---- Recorded information

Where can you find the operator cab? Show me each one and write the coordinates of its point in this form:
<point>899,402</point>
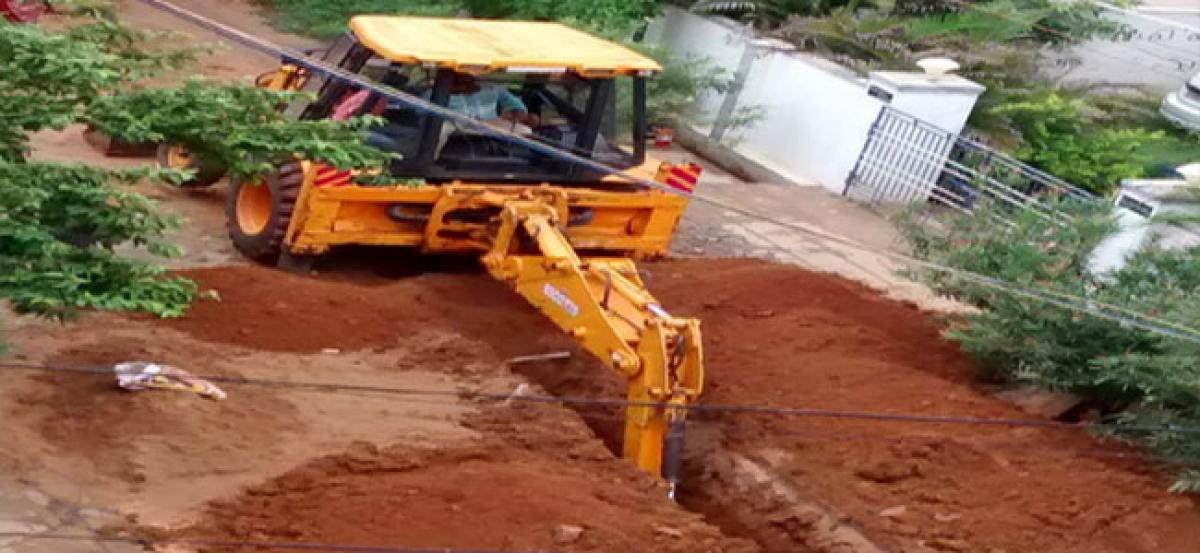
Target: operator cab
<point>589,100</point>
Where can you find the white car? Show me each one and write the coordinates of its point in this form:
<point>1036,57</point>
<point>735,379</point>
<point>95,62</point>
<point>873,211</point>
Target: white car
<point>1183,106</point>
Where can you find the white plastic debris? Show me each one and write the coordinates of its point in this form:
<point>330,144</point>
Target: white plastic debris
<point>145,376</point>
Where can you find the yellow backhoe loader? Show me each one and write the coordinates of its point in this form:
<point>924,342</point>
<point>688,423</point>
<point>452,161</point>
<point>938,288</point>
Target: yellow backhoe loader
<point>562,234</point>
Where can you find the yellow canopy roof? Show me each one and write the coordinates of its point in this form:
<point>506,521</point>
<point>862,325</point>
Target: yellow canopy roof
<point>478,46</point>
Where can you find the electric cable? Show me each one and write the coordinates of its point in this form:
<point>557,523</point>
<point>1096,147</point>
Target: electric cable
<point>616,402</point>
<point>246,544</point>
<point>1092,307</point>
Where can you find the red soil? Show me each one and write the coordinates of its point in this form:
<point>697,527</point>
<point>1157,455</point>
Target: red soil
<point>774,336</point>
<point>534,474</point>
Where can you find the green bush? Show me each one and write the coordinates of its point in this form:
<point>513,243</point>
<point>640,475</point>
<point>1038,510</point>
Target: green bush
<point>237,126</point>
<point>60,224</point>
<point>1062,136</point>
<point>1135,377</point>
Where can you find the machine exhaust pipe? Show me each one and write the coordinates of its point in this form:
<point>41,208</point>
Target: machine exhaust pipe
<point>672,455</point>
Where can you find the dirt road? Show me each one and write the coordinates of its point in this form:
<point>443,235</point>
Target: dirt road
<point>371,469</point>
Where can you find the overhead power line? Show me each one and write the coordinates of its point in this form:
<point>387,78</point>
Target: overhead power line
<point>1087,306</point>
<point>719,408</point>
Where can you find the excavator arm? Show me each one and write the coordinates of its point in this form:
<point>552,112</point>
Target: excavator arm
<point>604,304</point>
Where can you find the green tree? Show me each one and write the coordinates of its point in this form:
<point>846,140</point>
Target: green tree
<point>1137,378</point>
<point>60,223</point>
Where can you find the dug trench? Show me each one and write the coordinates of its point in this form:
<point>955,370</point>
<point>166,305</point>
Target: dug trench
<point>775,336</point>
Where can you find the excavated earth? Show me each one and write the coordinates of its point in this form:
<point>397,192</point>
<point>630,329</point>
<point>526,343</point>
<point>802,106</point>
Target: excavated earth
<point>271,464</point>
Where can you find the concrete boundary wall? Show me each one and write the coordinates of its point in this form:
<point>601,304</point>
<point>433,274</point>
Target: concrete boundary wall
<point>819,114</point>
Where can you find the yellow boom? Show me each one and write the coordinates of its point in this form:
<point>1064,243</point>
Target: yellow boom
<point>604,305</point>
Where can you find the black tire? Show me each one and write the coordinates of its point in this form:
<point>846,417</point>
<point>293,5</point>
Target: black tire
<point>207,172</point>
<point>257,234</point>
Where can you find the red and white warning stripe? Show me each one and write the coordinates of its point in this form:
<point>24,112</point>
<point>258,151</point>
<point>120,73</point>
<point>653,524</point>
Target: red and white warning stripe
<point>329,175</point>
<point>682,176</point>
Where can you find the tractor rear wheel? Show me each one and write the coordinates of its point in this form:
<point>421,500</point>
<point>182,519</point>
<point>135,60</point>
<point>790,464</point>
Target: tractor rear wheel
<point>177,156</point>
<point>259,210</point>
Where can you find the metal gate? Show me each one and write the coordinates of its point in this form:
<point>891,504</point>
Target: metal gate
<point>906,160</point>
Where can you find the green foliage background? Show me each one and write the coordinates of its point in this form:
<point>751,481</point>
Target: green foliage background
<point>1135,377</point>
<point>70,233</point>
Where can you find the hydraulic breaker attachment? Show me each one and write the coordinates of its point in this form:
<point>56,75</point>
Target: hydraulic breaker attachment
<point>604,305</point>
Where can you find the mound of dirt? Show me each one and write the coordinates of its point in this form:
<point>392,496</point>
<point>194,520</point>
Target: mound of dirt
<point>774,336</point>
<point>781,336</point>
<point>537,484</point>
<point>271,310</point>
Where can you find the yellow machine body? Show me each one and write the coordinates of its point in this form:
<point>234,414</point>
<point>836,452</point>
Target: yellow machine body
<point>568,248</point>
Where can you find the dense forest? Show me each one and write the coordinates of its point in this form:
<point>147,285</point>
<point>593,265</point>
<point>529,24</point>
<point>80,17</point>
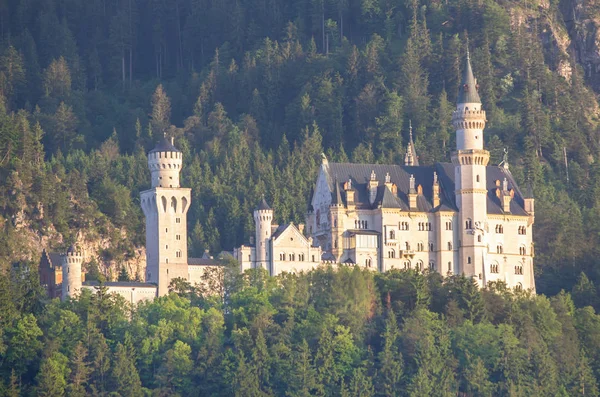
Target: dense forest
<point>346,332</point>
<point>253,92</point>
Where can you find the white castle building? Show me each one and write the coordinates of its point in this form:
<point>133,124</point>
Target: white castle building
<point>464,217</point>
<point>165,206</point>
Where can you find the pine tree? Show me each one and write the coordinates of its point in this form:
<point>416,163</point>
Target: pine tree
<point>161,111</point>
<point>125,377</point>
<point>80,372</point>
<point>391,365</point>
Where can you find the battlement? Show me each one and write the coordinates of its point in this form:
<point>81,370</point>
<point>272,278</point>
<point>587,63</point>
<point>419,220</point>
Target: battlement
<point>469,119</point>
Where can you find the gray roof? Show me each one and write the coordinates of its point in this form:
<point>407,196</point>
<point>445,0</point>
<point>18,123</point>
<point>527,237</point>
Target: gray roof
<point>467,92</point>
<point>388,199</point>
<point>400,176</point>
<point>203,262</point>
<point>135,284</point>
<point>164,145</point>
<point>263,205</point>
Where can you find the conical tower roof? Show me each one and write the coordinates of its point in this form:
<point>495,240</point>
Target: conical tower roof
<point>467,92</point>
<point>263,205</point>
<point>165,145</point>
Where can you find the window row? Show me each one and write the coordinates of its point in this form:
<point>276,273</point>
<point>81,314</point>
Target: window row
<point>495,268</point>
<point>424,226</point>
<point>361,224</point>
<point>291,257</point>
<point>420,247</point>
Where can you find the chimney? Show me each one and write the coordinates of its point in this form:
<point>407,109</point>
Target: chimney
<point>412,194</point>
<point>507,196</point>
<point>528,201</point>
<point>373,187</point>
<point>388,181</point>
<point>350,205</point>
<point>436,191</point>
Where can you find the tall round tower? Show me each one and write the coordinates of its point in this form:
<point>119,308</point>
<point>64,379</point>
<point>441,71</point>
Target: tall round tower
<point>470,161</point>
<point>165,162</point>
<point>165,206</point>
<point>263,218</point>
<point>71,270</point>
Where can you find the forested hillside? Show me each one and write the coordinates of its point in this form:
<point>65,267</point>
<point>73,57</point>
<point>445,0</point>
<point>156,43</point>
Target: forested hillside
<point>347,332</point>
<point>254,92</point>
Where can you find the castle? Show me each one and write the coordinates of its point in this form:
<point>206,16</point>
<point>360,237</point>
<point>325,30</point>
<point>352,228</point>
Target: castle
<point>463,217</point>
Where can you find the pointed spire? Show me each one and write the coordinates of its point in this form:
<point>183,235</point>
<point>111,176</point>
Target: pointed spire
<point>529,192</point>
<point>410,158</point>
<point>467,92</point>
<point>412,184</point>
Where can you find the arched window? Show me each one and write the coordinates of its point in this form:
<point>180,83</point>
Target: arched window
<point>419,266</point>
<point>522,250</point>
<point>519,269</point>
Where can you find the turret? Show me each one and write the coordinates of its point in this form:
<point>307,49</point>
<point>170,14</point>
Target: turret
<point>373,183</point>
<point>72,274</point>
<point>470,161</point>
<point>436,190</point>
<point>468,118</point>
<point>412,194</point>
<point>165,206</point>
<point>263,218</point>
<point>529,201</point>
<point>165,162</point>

--------
---- Recorded information

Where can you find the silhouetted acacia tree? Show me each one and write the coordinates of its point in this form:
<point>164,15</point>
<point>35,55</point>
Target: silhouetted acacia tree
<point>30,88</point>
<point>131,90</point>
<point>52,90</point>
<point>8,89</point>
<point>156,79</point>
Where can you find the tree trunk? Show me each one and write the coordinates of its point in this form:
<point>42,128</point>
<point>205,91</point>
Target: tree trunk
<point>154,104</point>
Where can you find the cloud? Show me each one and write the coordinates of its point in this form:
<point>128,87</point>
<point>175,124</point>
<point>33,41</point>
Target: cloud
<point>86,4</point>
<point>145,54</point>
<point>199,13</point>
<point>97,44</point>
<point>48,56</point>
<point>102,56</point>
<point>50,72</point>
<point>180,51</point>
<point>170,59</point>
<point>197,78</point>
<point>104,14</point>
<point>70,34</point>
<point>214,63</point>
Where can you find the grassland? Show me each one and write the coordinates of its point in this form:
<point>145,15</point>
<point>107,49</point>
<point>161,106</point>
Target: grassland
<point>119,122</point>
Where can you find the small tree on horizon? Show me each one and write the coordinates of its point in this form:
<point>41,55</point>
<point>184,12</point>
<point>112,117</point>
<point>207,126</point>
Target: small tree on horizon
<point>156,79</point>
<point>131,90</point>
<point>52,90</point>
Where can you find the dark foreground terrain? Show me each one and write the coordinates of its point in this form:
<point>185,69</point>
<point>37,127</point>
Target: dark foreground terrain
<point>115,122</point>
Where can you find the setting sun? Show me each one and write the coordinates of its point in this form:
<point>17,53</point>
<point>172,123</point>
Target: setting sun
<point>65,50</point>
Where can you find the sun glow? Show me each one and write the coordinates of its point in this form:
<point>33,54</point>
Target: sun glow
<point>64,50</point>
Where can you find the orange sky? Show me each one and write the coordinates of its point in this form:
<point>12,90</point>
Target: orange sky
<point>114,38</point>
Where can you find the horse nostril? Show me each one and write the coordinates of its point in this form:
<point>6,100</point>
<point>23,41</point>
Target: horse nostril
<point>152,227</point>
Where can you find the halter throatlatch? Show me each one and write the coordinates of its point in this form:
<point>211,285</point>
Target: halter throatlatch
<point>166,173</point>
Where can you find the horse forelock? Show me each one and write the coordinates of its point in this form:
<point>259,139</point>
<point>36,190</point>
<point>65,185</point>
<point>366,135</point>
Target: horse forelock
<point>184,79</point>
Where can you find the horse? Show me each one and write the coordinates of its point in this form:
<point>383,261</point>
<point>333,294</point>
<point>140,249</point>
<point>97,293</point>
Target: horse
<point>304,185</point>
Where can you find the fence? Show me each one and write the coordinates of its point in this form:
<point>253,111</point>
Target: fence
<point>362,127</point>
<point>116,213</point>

--------

**Your goal:** A word-for-word copy of the lines above from the one with "<point>587,63</point>" through the one with "<point>527,237</point>", inclusive, is the only output wanted.

**Answer box:**
<point>587,63</point>
<point>419,220</point>
Target: battlement
<point>469,119</point>
Where can you find the gray roof? Show me each one and write the coordinates of its point in this form:
<point>407,196</point>
<point>445,0</point>
<point>18,123</point>
<point>527,237</point>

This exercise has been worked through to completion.